╭──
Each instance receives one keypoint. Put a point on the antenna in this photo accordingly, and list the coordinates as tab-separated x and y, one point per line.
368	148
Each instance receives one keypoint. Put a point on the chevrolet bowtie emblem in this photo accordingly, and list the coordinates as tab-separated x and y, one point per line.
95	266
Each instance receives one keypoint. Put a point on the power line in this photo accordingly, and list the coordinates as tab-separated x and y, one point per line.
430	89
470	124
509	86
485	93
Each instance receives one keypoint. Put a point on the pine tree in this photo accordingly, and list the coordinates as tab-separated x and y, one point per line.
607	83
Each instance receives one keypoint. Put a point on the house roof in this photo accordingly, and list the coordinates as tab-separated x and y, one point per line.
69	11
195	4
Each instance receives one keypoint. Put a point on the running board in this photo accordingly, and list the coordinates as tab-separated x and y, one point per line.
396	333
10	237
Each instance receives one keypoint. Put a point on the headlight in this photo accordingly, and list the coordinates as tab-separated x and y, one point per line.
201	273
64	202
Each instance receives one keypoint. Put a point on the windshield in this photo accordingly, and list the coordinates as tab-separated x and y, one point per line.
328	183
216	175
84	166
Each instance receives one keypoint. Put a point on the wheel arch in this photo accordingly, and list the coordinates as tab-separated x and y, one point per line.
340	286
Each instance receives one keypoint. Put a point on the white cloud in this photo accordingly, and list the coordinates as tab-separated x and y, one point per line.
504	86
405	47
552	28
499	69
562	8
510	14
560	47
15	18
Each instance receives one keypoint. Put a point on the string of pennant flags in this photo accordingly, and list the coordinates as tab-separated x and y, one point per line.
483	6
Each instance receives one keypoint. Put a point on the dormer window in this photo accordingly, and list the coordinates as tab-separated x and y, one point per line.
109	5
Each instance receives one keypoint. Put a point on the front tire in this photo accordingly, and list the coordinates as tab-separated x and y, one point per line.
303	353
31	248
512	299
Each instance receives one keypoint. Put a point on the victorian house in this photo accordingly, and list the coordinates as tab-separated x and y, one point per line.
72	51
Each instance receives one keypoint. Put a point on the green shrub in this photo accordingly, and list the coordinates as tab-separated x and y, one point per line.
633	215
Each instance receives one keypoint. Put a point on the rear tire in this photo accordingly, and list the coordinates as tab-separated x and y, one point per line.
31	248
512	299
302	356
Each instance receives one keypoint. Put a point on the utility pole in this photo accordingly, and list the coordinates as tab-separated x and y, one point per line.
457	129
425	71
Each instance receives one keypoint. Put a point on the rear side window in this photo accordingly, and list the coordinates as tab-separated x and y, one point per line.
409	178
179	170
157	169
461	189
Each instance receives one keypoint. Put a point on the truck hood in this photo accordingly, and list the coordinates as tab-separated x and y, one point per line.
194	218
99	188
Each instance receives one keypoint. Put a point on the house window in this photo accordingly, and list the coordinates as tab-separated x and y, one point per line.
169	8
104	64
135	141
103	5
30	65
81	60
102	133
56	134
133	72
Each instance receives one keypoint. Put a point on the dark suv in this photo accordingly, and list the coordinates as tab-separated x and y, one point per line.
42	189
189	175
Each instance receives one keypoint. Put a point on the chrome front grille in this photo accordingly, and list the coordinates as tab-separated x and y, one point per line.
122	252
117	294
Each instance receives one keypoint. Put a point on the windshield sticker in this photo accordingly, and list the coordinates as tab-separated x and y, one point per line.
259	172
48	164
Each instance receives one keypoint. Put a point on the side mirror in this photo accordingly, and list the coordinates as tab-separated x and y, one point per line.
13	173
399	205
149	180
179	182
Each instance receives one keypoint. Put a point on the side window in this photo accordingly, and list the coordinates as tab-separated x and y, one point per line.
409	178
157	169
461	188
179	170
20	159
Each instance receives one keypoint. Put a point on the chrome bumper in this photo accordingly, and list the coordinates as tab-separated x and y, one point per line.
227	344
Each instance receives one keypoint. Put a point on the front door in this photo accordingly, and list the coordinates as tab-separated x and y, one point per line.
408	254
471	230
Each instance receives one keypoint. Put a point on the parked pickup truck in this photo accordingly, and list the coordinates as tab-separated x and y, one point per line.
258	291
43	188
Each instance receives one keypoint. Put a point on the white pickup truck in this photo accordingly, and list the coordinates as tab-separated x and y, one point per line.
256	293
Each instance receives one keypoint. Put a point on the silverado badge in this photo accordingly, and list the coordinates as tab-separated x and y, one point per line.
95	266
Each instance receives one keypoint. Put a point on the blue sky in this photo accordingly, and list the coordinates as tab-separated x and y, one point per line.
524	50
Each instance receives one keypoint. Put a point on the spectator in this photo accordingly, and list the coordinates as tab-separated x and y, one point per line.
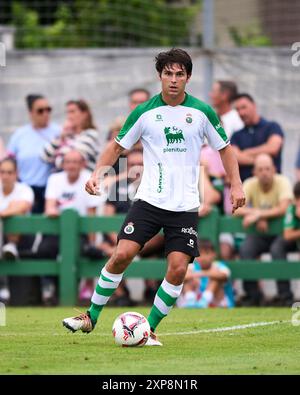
79	132
222	96
227	246
298	166
15	199
65	190
27	143
290	240
267	195
259	136
137	96
207	281
3	153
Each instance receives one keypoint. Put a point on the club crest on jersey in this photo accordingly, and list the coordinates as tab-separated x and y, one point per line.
189	118
173	135
129	228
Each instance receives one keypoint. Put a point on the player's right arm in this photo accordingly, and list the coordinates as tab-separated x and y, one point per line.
106	160
127	137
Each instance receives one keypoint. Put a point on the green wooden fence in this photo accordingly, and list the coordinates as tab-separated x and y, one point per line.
70	266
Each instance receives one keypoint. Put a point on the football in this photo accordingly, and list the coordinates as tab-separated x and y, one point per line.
131	329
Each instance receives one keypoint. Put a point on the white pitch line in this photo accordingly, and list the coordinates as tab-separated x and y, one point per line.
226	328
212	330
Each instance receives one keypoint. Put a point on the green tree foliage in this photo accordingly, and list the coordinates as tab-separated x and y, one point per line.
106	23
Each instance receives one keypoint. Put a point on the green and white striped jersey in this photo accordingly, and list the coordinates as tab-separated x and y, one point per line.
172	137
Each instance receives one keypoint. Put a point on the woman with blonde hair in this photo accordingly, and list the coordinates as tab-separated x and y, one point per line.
79	132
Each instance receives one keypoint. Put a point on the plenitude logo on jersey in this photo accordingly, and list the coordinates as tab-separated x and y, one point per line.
174	135
189	118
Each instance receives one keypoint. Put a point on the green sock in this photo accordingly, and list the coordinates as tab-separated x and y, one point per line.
107	284
164	300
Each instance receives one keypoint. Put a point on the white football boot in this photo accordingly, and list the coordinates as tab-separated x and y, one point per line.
82	322
152	340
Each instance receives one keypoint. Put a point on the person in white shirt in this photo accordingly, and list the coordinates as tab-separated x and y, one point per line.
222	95
172	127
65	190
26	145
16	198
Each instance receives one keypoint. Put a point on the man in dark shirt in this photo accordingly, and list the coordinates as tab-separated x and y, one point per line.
257	137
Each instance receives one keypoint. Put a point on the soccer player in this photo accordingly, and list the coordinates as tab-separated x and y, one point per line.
172	127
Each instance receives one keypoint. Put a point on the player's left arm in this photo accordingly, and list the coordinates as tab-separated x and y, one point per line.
232	170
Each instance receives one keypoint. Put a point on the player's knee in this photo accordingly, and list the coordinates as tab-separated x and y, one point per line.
179	273
121	256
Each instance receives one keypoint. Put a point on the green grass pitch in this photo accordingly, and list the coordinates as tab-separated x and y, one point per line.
35	342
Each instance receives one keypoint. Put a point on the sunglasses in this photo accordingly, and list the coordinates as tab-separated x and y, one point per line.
43	109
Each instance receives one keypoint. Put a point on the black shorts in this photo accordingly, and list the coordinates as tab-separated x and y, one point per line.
144	221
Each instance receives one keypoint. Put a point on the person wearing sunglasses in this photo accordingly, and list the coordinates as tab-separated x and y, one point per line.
79	133
27	143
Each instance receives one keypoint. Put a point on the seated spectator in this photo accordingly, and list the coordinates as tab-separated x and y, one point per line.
290	241
79	133
16	198
64	191
207	281
3	153
298	166
222	96
26	145
268	195
259	136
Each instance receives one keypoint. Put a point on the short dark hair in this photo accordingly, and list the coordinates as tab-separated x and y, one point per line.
135	90
205	244
244	96
11	160
83	106
297	190
175	55
31	99
230	87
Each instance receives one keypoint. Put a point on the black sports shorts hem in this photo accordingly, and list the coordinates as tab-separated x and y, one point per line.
╰──
**Short problem:**
Please quote nothing but the lines from the line with "on the sunglasses" through the end of the data above, exactly as written, ends included.

**Solution:**
Each instance receives one keypoint. Put a point on the sunglasses in this photo accordingly, and list the coordinates as tab-separated x and y, one point per line.
43	109
Each instance receives one keypoint. Put a point on the black shorts in this photo accordingly, and list the coordinates as tab-separated x and y, one point per line.
144	221
Each instance receives one keypoint. Put a point on the person wearing sunglasses in this photo accordingly, and list the coordinates as tab-separated x and y, one point per line.
79	133
27	143
Each instance receives one keypoint. Put a point on the seated spectator in this photo accordingly, and list the coordinates as tab-separated x and y, one point per line.
290	241
79	133
16	198
64	191
207	281
3	153
298	166
222	96
26	145
268	195
259	136
Each instance receives one keypoint. Put a point on the short dark hair in this photo accordingly, and list the coordinates as tab-separated x and y, one point per line.
135	90
205	244
244	96
11	160
83	106
297	190
175	55
31	99
230	87
Each instance receives one keypoint. Put a point on the black sports shorts hem in this photo accordingly, and list the coordinates as tab-separated x and y, one point per line.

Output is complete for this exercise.